──────── MATERIAL TO PROCESS
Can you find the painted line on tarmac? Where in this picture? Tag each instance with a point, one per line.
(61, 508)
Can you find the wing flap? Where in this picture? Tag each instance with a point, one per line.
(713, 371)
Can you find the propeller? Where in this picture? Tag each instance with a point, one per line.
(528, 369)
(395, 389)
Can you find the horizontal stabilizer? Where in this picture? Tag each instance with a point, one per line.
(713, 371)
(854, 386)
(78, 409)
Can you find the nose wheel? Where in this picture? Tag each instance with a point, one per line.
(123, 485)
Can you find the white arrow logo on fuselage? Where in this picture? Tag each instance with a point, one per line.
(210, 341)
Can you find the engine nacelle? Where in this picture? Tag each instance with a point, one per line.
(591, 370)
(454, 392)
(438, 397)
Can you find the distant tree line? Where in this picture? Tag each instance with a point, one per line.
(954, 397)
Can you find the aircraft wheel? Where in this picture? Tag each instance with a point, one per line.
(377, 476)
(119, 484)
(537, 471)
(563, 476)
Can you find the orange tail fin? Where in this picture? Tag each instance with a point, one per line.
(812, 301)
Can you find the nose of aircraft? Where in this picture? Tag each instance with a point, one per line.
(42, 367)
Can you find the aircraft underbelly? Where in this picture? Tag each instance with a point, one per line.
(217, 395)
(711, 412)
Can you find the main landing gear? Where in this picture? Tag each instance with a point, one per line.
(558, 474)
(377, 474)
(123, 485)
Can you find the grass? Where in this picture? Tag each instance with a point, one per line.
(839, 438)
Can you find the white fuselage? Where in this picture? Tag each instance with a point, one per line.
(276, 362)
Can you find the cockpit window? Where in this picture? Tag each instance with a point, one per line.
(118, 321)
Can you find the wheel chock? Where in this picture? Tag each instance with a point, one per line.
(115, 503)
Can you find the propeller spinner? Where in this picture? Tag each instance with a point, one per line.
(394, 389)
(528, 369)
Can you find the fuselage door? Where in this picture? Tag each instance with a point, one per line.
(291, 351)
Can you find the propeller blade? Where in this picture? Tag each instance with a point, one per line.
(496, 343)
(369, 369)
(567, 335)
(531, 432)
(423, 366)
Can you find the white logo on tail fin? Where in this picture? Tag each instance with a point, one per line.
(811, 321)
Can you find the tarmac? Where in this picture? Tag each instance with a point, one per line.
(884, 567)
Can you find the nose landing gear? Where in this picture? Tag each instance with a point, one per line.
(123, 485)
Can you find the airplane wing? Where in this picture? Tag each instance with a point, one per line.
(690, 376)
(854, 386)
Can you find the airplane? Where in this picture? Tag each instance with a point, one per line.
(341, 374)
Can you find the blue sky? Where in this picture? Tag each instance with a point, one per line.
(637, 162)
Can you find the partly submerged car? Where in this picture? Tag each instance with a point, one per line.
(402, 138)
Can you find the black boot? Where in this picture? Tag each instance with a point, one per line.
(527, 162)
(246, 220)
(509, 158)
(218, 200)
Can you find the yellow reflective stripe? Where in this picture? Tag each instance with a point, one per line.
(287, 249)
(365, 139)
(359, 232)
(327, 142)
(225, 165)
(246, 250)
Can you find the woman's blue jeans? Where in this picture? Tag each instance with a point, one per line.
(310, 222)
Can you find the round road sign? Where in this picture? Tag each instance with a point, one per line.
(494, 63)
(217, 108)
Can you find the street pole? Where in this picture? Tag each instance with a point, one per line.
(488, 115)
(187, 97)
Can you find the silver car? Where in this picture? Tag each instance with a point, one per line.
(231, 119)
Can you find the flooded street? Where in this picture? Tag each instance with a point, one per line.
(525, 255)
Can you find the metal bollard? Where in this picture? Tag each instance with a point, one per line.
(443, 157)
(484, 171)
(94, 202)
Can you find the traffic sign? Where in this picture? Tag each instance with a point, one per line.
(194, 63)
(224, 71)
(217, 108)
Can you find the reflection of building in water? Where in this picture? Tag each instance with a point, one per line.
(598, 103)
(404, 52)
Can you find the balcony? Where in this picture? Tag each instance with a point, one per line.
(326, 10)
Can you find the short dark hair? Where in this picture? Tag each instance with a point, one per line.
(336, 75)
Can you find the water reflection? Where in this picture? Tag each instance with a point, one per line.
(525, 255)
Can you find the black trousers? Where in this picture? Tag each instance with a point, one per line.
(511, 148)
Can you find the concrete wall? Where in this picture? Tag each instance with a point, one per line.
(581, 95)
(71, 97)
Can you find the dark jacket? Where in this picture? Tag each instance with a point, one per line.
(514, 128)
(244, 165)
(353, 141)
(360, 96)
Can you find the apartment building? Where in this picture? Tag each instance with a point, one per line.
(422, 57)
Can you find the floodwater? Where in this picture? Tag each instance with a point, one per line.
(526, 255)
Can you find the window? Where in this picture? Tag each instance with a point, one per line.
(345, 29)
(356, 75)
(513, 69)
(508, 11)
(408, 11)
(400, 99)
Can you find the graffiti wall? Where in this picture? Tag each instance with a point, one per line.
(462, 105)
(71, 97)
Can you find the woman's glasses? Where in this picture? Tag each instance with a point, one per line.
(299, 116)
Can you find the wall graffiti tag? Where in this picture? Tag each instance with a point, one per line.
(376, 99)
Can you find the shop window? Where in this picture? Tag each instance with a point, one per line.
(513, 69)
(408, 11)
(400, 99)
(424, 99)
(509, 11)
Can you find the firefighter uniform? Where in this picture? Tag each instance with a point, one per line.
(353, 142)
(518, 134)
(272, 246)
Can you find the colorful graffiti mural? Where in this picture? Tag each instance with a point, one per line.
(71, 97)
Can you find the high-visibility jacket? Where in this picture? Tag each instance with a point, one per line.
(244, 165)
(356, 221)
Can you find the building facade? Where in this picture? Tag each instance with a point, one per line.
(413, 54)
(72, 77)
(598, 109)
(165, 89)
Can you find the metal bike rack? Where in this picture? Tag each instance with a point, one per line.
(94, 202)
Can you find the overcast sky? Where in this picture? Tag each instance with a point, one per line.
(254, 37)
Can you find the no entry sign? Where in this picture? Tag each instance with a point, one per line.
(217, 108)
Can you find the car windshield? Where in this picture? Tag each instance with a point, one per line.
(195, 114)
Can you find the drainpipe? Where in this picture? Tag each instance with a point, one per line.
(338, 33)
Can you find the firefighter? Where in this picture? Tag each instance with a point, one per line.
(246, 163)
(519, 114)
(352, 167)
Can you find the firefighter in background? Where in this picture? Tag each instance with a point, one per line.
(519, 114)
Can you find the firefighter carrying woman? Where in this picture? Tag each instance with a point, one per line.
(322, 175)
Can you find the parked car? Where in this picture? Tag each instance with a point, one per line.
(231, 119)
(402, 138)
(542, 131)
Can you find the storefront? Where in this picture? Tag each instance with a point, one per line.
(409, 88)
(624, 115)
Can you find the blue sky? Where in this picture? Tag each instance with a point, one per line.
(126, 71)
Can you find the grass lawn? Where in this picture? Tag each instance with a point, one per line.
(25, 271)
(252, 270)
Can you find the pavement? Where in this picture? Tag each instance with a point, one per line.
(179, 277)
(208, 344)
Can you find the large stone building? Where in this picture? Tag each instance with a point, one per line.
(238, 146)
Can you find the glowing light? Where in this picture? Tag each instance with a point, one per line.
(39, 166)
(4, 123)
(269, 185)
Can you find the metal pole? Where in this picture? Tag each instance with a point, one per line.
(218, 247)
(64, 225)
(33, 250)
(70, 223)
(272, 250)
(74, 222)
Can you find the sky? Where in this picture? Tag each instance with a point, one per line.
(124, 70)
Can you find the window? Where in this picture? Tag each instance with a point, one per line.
────────────────
--- TASK TO COMPLETE ---
Rewrite all of the material above as a numbered list, omitting any blank lines.

--- RESPONSE BELOW ---
1. Can you find the painted line on tarmac? Where in this picture? Tag each instance with a point, one per line.
2. (61, 508)
3. Can you find the wing flap? Where in this picture? Tag each instance with a point, one per line.
4. (713, 371)
5. Can you find the propeller? Where in this picture? Tag each instance with a point, one per line.
6. (528, 369)
7. (395, 389)
8. Can you find the horizontal stabilizer? Where in this picture? Tag each instance with a point, one per line.
9. (713, 371)
10. (854, 386)
11. (78, 409)
12. Can you find the nose wheel? Where in this picture? Tag each instance with a point, one per line.
13. (123, 485)
14. Can you find the white arrow logo on fuselage? Where in this picture? Tag each instance with a point, one per line.
15. (210, 341)
16. Can you find the engine nacelle? Where in this picture? Tag each instance with a point, one per line.
17. (591, 370)
18. (454, 392)
19. (438, 397)
20. Can you find the distant tree line? Where in this picture? Tag each instance with a point, one per line.
21. (954, 397)
22. Can you find the aircraft wheel? Where in this picture? Tag each instance with a point, one per line.
23. (377, 476)
24. (119, 484)
25. (537, 471)
26. (563, 476)
27. Can you find the orange tail fin? Where in this picture? Tag each instance with a point, one per line.
28. (812, 301)
29. Can you find the nose of aircraft? Where in this picture? Tag each instance with a point, one per line.
30. (42, 367)
31. Can you find the aircraft underbelly? Where in this picture? Tag each instance with a point, one per line.
32. (217, 395)
33. (711, 412)
34. Can you find the main landing gear? Where in this picture? Tag each instance with a point, one per line.
35. (558, 474)
36. (377, 474)
37. (123, 485)
38. Can you find the grass? Where in this picture? Tag each instance with a point, one per line.
39. (839, 438)
40. Can you find the white fuselage? Where in this picture? Tag each instance with a point, one per line.
41. (276, 362)
42. Can you find the cockpit window? Where in this picture? Tag each instance with a point, one per line.
43. (118, 321)
44. Can you find the wheel chock? Where in this picture? Tag each instance with a point, one per line.
45. (115, 503)
46. Can you find the propeller spinner? Where in this picture? Tag each instance with a point, one per line.
47. (394, 389)
48. (528, 369)
49. Can you find the fuselage door? Where in this picture? Tag each instance with a point, one per line.
50. (291, 351)
51. Can you find the propeller blade? Where in this picture? Tag each instance with a point, one per line.
52. (496, 343)
53. (369, 369)
54. (567, 335)
55. (531, 432)
56. (423, 366)
57. Can you find the white logo on tail fin? Where in this picture? Tag each instance with a point, one per line.
58. (811, 321)
59. Can you find the tarmac? Where in this picture? Tag each instance with a point, one per line.
60. (884, 567)
61. Can you find the nose landing gear? Where in this picture? Tag each instance with a point, one per line.
62. (123, 485)
63. Can you find the airplane wing? Where in this picture? Tag each instance with a point, one per line.
64. (690, 376)
65. (854, 386)
66. Can you find the airplane? Where in this picture? Tag each instance with a point, one per line.
67. (341, 374)
68. Can you find the blue sky? Where in this picture? Tag each instance with a point, one per line.
69. (637, 162)
70. Can you find the partly submerged car? Where in this picture? Tag each instance with a point, one per line.
71. (402, 138)
72. Can you find the black boot? Where in this picture? Tag each instance with a point, one per line.
73. (527, 162)
74. (246, 220)
75. (509, 158)
76. (218, 200)
77. Can you find the yellow reflective stripe? Where in this picture? Tag each instance with a point, one per line.
78. (287, 249)
79. (365, 139)
80. (359, 232)
81. (327, 142)
82. (225, 165)
83. (246, 250)
84. Can you find the woman's blue jeans? Where in this picture? Tag each instance with a point, one per line.
85. (310, 222)
86. Can you find the round road sign? Where in this picture? Tag each instance with a point, one per line.
87. (494, 63)
88. (217, 108)
89. Can you find the street pole? Where in this picture? Tag each instance with a point, one per line.
90. (488, 115)
91. (187, 97)
92. Can you find the silver car? Where in this picture? Tag each instance with a point, one per line.
93. (231, 119)
94. Can you find the flooded street? Where in this picture? Tag each instance with a point, one per line.
95. (525, 255)
96. Can you find the metal bollard? Where in this picture? Tag each instance with a point, one per line.
97. (443, 157)
98. (484, 171)
99. (94, 202)
100. Can you find the traffic sign? Where in this picture? Tag each instance with a point, one per line.
101. (194, 63)
102. (224, 71)
103. (217, 108)
104. Can you find the reflection of building in water? Where in this picture? Tag each instance with a point, one per line.
105. (598, 103)
106. (404, 52)
107. Can you find the balcony? Where in this picture? Tag each instance with a point, one per line.
108. (326, 10)
109. Can you find the short dark hair? Where in this picture? Tag each instance with a point, one per line.
110. (336, 75)
111. Can you find the water reflection? Where in this picture? Tag each instance with a point, one per line.
112. (525, 255)
113. Can you find the black trousers? Where in this picture? Tag each instance with a point, one per line.
114. (511, 148)
115. Can you find the concrete wall? Where in this picture? Tag each instance with a point, one per line.
116. (581, 95)
117. (71, 97)
118. Can you find the dark jacket? Where in this picture? Tag each instance with a point, one per line.
119. (514, 128)
120. (244, 165)
121. (353, 141)
122. (360, 96)
123. Can you find the apartment building? Where in this picture? Tag each instance with a point, one per line.
124. (422, 57)
125. Can you find the floodwater? Where in this picture? Tag each instance with a point, one per line.
126. (526, 255)
127. Can you find the window? Where in this picture? Tag each instance with a point, one per line.
128. (345, 29)
129. (356, 75)
130. (513, 69)
131. (508, 11)
132. (408, 11)
133. (400, 99)
134. Can you find the graffiti wall? Where in this picture? Tag each instance with a point, one per line.
135. (462, 105)
136. (71, 97)
137. Can you find the woman's glasses? Where in this picture? Tag each instance with a point, one per line.
138. (299, 116)
139. Can you find the wall graffiti tag? Where in this picture? Tag each instance with a point, one per line.
140. (376, 99)
141. Can you find the shop window? Where in this picture? Tag each instance with a point, one per line.
142. (513, 69)
143. (408, 11)
144. (400, 99)
145. (424, 99)
146. (509, 11)
147. Can you find the firefighter uniform? Where in this picture? Tag each instance with a point, one per line.
148. (353, 142)
149. (518, 134)
150. (272, 246)
151. Can you find the colorful graffiti mural? Where in this picture? Tag each instance with a point, one per line.
152. (71, 97)
153. Can you find the high-visibility jacket? Where in this picture? Tag each instance with a point, one per line.
154. (244, 165)
155. (356, 221)
156. Can you find the building facade? Where in this picture? Tag each instance with a point, one per line.
157. (413, 54)
158. (72, 77)
159. (598, 109)
160. (165, 89)
161. Can you find the metal bike rack? Where in this picture? Tag each instance with a point, one per line.
162. (94, 202)
163. Can you find the overcast sky? Where in this picture? Tag each instance with a point, one per line.
164. (254, 37)
165. Can you find the no entry sign? Where in this picture? Tag each instance with a point, one per line.
166. (217, 108)
167. Can you find the car windshield? Where in this picture? Tag each instance with a point, one per line.
168. (195, 114)
169. Can you find the drainpipe? Where in this picture? Tag each instance with a point, one per line.
170. (338, 33)
171. Can you find the firefighter? Where in this picture? Tag each instance with a point, one per line.
172. (246, 163)
173. (519, 114)
174. (352, 167)
175. Can you find the firefighter in background? Where in this picture? Tag each instance with a point, one per line.
176. (519, 114)
177. Can you find the firefighter carrying woman? Where in this picture? Tag each instance with a point, one per line.
178. (322, 175)
179. Can you find the parked car? Where in this picture? Tag each instance with a point, one per line.
180. (231, 119)
181. (402, 138)
182. (542, 131)
183. Can you find the storefront? Where in this picture? Tag each instance with a point, one per line.
184. (409, 88)
185. (624, 115)
186. Can you find the blue sky? Where in this picture? Tag each instance with a point, one per line.
187. (126, 71)
188. Can you find the grass lawn? Where in this picture? Tag each instance with a point, one per line.
189. (25, 271)
190. (252, 270)
191. Can you find the pavement? Where in this picture? Tag each instance with a point, one per line.
192. (179, 277)
193. (208, 344)
194. Can you find the large stone building? Where in this picture? Tag each instance with a point, one per line.
195. (238, 146)
196. Can you find the glowing light? Where in this picture? Tag each instance with a point, one per line.
197. (39, 166)
198. (4, 123)
199. (269, 185)
200. Can you find the metal pole? Where in this picture? Tag each instance with a point, one per line.
201. (218, 247)
202. (64, 225)
203. (33, 250)
204. (70, 223)
205. (272, 250)
206. (74, 222)
207. Can you find the sky? Where in this picture? Tag each instance with a point, one per line.
208. (124, 70)
209. Can you find the window? Where in this picture? Tag each instance with a point, one per line.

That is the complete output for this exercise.